Quoted passage:
▬▬▬▬▬▬

Other hints that the parents knew how dangerous their sons were have recently surfaced. At the evidence presentation in February, for example, were snippets of Wayne Harris' journal. In a green stenographer's notebook Harris had made notes about his suspicions that Eric had damaged a neighborhood tree with eggs and toilet paper, cracked the windshield of Brooks Brown's car with a snowball, and made harassing phone calls to the Brown home, a short distance from the Harris home in Littleton. Reviewed by investigators, the complete journal, a sort of diary of the father of a madman, has never been made public.

"As the years have gone by and we've unpeeled the layers, there is no possibility that either the Klebolds or Harrises didn't have very adequate information about what their kids were capable of," Rohrbough insists. "They rolled the dice. They decided, these kids are almost out of school -- once they get out they'll go their separate ways and we'll be done with it."

In January 1998, Harris and Klebold were arrested for breaking into a van and placed in a juvenile diversion program, but they continued to pal around together. That perplexes Rohrbough. "If your kid was caught breaking into a van with another kid, would you allow him to continue hanging out with that other kid at all hours of the night, running together, never knowing where they were, at 3 in the morning?" he asks. "These things don't make sense for a reasonable person. Bad parenting, yeah. Wicked families, absolutely, in my opinion."

Rohrbough also blames the Jefferson County Sheriff's Department for looking away from the menace Klebold and Harris had become. At its fairgrounds press conference, the department revealed that it had had no fewer than 15 contacts with Harris and Klebold in the two years leading up the killings. Besides the complaints about snowballs, prank calls, and the burglarized van, the police had been called twice about a Web site Harris had created, in which he threatened death and destruction. On the site, he openly discussed the testing of pipe bombs that he had built and named Atlanta, Pholus, Peltro and Pazzie. "Each has a 14' mortar shell type fuse," Harris wrote, at the age of 15. "Now our only problem is to find the place that will be 'Ground Zero.'" (In the days immediately after the shootings, Sheriff's Department officials would deny that they knew these Web pages even existed).

Not until 2001, two years after the shootings, did the Jefferson County sheriff's office reveal that in 1998 it had prepared a search warrant -- never executed -- to search the Harris home, a move that might well have prevented the bloodbath. And, only in February 2004 was it revealed that the earliest of the 15 contacts police had with Eric Harris dated back to 1997. This report had been mysteriously lost until late last October, when it was discovered tucked into a binder notebook left behind at the department by a departing deputy.

Rohrbough and other parents also remain exasperated with Jefferson County school officials, who conducted an investigation of their own almost immediately after the carnage, then compiled a 200-page report. It remains secret, however, because lawyers for the district have asserted attorney-client privilege. And much of what's in it may be lost to survivors forever, since an astonishing 80 percent of the 150 staff members on duty during the shooting have moved on.

▬▬▬▬▬▬

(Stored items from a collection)

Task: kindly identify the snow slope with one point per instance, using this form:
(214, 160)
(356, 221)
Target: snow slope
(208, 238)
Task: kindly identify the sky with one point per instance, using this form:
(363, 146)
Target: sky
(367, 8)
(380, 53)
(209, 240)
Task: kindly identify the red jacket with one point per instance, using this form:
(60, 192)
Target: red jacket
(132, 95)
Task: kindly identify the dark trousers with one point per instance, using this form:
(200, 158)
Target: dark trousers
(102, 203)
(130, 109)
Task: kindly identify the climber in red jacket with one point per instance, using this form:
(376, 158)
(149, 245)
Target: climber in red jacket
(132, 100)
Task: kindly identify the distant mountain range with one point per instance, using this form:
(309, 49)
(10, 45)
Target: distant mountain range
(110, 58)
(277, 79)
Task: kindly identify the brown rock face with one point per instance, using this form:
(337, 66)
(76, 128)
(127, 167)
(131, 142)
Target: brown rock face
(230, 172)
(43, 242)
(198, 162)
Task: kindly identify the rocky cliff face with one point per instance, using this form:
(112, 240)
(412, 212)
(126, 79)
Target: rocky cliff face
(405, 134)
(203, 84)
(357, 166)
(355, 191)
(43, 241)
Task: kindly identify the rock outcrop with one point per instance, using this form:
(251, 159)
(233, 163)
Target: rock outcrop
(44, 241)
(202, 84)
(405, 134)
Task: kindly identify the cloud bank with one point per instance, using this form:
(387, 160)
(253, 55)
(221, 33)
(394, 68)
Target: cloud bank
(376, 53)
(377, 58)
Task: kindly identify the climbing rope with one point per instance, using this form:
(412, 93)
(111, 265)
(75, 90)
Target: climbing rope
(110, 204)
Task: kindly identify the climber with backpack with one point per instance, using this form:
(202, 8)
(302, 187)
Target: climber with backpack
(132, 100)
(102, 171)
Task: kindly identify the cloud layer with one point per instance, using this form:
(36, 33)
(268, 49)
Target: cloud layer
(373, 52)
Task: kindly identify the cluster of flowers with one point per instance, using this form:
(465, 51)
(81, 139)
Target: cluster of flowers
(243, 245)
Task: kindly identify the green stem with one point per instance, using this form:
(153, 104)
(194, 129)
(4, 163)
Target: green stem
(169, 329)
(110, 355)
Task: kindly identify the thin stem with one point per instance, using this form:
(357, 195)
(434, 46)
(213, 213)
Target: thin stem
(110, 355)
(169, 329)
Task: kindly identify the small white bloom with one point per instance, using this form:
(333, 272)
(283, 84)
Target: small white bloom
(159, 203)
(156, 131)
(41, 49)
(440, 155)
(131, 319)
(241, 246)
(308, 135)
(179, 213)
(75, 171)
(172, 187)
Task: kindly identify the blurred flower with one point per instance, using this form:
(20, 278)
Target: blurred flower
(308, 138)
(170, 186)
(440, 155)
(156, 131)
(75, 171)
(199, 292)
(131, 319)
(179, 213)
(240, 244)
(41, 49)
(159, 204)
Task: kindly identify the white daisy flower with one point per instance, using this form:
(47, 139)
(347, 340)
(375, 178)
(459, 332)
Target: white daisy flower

▬▬▬▬▬▬

Aim of the exercise: Carry on the article about the Harris and Klebold shootings, starting right after its last sentence.

Reply to the task:
The Columbine principal, Frank DeAngelis, told me he understood the district's action and, furthermore, worried that the report's release might "re-traumatize" those who were interviewed. Not surprisingly, Rohrbough disagrees. "They used taxpayer money to investigate and now they're claiming it's attorney-client privileged. They're hiding behind it. Someone close to this investigation told me a few years ago -- that's how I first learned about it -- 'You better get a copy of this. You won't believe what it contains.' I think I know what it contains, but I can't tell you. Anyone with decency would release it."

"The aftermath of Columbine should have been about the kids. It never has been about the kids. Not for one moment has it been about the kids."

Because of his friendship with Klebold and Harris, and his actions on April 20, Brooks Brown, a tall, rangy and proud member of the high school's outsider crowd, became one of the most controversial figures to emerge from the crisis of Columbine. Brown and Harris fell out sometime in 1999, after Brooks' parents complained to police about Eric's threats against their son, and Harris put Brooks' name on a "hit list" he maintained on his personal Web site. But on the morning of April 20, when Brown encountered Harris headed into the school, locked and loaded, Harris did not kill him. "Go home, Brooks," Brown recalls Harris saying. "I like you now."

The first time I saw Brown, a couple of days after the shootings, in the cafeteria of a hospital near Littleton, he looked like a zombie. Brown had just left the intensive care unit, where his friend Lance Kirklin was recovering from multiple gunshot wounds. Much of Lance's face had been shot off.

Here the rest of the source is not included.